▸ CONSIGNE
Recopiez, s'il vous plaît, le passage du texte sur les conseils d'administration allant de « À l'ère de la » à « des grandes fortunes. », en remplaçant « forteresses » par « citadelles ».

▸ EXTRAIT FOURNI
On m'avait prévenue, c'est un univers très fermé. Barricadé derrière ses règles de confidentialité. Tout ce qui se dit au conseil doit rester au conseil. On m'a dissuadée de chercher. On m'a affirmé que la « caste », c'était fini. Que tout désormais n'est qu'éthique et ouverture. Et on m'a assurée qu'avec l'arrivée en leur sein de femmes, d'étrangers et même de salariés, ces hauts lieux de pouvoir n'ont plus rien à cacher.
À l'ère de la transparence tous azimuts, les conseils d'administration sont pourtant les dernières forteresses. Protégés par de hauts murs de silence, c'est là que les « premiers de cordée » se rassemblent. Ils viennent des grandes écoles, de la haute administration et même de la politique. Y nouent de fructueuses alliances avec les héritiers des grandes fortunes.

▸ DONNÉES BRUTES
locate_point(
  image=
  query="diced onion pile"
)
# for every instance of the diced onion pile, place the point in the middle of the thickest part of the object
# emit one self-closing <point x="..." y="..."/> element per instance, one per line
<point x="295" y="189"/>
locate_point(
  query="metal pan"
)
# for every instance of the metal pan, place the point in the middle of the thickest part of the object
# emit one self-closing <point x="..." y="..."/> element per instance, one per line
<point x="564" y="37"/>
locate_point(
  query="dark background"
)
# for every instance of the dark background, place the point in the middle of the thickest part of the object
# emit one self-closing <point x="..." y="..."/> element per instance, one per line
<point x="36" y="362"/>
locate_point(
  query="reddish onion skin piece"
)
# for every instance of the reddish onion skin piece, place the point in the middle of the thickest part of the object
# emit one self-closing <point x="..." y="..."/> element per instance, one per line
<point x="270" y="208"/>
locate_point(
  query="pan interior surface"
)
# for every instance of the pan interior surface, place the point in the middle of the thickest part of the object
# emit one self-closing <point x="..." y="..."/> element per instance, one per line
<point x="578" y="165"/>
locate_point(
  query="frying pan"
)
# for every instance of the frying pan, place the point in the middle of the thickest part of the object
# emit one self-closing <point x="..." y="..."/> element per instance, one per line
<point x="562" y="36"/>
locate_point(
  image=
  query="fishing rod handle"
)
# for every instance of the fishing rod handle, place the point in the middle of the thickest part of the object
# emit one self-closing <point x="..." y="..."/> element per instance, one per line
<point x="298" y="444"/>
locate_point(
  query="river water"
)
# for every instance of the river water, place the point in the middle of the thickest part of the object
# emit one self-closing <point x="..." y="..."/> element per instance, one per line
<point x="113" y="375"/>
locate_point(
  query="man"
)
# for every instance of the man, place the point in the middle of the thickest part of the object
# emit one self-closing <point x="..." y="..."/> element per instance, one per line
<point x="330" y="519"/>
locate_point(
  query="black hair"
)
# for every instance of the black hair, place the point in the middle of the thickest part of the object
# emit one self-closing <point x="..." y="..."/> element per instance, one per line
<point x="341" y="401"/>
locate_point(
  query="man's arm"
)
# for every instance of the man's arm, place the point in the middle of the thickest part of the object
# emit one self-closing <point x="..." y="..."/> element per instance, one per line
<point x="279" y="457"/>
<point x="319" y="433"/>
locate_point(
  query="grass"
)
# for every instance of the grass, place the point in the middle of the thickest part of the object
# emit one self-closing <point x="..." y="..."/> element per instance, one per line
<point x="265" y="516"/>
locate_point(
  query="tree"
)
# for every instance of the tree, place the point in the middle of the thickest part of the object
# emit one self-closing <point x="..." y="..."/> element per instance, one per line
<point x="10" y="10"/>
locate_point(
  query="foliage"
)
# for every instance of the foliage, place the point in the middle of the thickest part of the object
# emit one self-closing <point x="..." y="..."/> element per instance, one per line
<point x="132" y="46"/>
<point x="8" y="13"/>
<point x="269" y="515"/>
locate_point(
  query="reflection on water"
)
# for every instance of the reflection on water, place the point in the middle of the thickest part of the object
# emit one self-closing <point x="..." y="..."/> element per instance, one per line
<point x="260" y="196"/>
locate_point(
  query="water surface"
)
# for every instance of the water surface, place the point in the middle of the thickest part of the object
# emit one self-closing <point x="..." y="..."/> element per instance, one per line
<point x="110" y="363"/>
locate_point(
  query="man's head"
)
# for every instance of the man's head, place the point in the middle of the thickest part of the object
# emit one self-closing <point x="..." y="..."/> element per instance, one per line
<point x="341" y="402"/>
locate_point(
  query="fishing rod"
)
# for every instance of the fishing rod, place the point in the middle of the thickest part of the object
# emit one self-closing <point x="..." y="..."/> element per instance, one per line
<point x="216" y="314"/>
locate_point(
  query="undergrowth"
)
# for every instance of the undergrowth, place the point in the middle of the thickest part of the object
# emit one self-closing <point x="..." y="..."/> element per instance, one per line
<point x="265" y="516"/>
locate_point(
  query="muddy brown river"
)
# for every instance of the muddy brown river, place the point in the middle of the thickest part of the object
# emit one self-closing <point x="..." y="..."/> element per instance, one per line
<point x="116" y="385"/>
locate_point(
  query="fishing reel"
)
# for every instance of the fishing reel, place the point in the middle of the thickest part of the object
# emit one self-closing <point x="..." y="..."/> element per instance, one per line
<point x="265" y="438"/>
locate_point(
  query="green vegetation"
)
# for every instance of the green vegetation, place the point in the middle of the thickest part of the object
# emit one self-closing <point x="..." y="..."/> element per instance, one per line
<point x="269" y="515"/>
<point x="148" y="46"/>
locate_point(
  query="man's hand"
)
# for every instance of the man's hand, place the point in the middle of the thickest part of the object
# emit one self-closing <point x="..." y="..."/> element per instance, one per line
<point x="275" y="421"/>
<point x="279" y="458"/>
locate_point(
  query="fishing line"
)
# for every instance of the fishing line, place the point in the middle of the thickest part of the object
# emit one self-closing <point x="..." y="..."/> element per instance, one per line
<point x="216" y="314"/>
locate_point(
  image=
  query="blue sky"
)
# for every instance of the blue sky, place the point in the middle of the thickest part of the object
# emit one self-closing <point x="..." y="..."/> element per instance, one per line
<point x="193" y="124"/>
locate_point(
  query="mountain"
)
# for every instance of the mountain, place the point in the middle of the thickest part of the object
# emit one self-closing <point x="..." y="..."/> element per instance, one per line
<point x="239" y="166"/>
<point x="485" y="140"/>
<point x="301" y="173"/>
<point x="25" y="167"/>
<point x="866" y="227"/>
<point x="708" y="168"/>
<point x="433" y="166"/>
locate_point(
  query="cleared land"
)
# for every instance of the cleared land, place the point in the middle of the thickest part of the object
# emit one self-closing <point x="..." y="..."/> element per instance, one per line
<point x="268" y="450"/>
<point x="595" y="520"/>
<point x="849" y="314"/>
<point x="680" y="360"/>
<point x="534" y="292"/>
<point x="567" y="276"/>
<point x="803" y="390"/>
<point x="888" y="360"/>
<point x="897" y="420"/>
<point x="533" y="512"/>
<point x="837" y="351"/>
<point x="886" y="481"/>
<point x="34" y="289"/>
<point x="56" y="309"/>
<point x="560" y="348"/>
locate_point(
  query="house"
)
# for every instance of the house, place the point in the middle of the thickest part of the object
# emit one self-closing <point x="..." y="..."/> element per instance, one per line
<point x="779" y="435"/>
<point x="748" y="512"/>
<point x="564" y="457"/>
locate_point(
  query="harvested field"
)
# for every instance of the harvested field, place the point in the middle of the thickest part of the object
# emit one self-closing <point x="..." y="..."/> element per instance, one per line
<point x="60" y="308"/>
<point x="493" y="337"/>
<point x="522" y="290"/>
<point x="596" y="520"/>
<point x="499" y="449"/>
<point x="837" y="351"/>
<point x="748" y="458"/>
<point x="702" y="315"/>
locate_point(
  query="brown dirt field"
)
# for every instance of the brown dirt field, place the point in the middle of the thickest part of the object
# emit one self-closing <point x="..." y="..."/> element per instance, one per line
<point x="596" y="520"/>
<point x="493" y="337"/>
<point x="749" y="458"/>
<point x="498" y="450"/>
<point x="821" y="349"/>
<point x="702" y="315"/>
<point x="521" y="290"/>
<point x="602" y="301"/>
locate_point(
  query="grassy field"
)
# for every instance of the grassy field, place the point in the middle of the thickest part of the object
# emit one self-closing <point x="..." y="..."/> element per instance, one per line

▸ CORRIGÉ DÉTAILLÉ
À l'ère de la transparence tous azimuts, les conseils d'administration sont pourtant les dernières citadelles. Protégés par de hauts murs de silence, c'est là que les « premiers de cordée » se rassemblent. Ils viennent des grandes écoles, de la haute administration et même de la politique. Y nouent de fructueuses alliances avec les héritiers des grandes fortunes.